▶ **Given request**
Copy the lines below word for word, starting at the line containing "trace the outline of every instance of the blue" and running through the last line of the rows, with both ends included.

▶ **Data shown**
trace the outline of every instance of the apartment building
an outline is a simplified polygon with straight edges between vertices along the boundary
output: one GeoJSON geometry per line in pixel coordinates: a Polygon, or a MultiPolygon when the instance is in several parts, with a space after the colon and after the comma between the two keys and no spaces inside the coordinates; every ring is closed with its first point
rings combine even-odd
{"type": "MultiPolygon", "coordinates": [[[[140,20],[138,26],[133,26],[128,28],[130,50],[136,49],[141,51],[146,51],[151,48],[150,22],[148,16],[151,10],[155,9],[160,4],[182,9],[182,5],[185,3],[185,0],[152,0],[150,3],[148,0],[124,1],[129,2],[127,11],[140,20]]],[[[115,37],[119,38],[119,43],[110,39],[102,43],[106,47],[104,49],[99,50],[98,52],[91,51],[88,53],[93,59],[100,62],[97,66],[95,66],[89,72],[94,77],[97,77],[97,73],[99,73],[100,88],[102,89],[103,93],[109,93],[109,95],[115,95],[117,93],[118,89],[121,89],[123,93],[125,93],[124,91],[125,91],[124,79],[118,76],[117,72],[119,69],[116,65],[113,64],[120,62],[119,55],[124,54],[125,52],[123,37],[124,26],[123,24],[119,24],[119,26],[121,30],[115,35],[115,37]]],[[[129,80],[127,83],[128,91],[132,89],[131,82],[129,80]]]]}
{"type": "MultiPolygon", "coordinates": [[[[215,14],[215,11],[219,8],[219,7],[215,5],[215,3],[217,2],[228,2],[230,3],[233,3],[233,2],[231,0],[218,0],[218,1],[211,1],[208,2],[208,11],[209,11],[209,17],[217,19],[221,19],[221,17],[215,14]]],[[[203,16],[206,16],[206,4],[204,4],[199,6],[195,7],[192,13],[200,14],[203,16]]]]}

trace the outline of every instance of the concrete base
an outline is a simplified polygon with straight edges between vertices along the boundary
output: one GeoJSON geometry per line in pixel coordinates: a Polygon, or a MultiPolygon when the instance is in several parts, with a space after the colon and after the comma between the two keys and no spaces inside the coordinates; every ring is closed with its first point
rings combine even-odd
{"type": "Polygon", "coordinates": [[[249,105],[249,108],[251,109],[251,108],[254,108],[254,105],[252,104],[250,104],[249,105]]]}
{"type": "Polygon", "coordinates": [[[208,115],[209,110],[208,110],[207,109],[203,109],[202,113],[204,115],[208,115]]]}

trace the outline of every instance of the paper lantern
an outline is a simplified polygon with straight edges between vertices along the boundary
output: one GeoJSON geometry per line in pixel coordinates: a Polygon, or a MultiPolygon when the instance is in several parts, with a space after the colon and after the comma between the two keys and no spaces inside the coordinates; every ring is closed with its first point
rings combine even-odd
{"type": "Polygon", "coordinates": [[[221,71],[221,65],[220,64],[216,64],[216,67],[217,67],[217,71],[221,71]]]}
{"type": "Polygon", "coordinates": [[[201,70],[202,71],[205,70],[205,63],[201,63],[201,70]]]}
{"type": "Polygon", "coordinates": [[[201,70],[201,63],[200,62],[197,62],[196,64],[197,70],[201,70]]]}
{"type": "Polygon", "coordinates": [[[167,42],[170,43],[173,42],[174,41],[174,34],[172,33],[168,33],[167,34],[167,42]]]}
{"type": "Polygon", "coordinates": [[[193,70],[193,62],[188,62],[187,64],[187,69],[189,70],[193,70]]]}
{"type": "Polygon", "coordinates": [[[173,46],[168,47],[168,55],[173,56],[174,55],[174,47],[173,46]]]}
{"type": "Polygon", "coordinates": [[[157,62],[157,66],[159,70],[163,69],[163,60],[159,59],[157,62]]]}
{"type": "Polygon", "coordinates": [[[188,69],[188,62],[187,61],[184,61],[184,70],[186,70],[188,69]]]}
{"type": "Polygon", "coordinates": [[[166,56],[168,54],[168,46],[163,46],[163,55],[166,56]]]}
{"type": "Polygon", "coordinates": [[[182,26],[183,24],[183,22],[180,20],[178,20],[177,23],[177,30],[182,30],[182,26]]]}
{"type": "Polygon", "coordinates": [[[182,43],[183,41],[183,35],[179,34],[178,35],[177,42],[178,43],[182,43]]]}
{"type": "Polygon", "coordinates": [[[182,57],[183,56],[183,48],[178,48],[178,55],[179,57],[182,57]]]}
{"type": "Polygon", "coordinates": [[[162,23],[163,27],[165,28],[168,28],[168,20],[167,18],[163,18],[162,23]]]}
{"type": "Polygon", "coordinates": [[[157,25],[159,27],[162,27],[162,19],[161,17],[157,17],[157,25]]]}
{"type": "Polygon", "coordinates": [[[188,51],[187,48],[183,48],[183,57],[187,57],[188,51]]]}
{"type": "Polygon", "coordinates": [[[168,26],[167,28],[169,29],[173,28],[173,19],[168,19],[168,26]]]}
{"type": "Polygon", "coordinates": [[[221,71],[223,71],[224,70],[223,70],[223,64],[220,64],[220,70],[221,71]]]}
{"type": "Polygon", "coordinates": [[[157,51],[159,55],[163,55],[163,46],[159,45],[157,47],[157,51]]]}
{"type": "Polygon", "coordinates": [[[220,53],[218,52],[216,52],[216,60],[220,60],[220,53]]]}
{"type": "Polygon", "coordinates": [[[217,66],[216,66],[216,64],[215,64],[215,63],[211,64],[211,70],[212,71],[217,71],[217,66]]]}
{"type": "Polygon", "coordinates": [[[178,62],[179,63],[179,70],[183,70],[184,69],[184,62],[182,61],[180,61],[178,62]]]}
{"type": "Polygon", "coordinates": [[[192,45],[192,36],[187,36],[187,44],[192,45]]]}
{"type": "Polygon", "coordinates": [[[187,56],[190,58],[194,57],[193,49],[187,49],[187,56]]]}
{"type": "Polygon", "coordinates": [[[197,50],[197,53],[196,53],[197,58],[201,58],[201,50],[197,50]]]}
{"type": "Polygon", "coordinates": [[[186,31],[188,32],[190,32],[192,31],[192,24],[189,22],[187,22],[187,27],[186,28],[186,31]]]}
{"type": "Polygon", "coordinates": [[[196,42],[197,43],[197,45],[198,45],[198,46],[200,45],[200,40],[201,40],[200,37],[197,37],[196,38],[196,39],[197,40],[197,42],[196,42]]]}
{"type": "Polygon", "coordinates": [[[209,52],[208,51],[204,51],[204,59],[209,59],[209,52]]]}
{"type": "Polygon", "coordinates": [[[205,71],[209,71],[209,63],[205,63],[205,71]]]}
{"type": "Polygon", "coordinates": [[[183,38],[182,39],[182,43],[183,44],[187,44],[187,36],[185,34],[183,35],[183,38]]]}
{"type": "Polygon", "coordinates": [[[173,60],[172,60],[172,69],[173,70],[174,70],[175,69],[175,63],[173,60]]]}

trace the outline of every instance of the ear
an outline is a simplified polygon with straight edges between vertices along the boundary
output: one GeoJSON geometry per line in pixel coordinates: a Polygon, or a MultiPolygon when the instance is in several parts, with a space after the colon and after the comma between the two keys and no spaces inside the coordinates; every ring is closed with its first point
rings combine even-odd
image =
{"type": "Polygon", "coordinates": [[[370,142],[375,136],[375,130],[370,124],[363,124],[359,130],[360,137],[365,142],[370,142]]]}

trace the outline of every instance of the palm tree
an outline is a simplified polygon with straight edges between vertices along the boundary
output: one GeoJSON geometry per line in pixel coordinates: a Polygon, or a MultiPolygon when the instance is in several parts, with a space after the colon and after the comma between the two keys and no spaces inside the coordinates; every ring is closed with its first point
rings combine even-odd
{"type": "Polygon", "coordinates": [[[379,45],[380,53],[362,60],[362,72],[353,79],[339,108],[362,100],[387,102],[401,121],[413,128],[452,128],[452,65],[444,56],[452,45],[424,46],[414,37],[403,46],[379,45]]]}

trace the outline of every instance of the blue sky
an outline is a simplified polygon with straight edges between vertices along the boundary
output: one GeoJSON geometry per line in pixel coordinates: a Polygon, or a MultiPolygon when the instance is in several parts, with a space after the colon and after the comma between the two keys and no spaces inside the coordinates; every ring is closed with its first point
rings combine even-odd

▶ **Full answer**
trace the outline of every instance of the blue sky
an outline is a simplified polygon with straight edges between vertices along the boundary
output: one GeoJSON geometry per line in pixel coordinates: a Polygon, or a MultiPolygon when the instance is in several parts, with a space after the colon and after the comma between the two keys and no spaces inside the coordinates; every ring is closed with its first point
rings combine even-odd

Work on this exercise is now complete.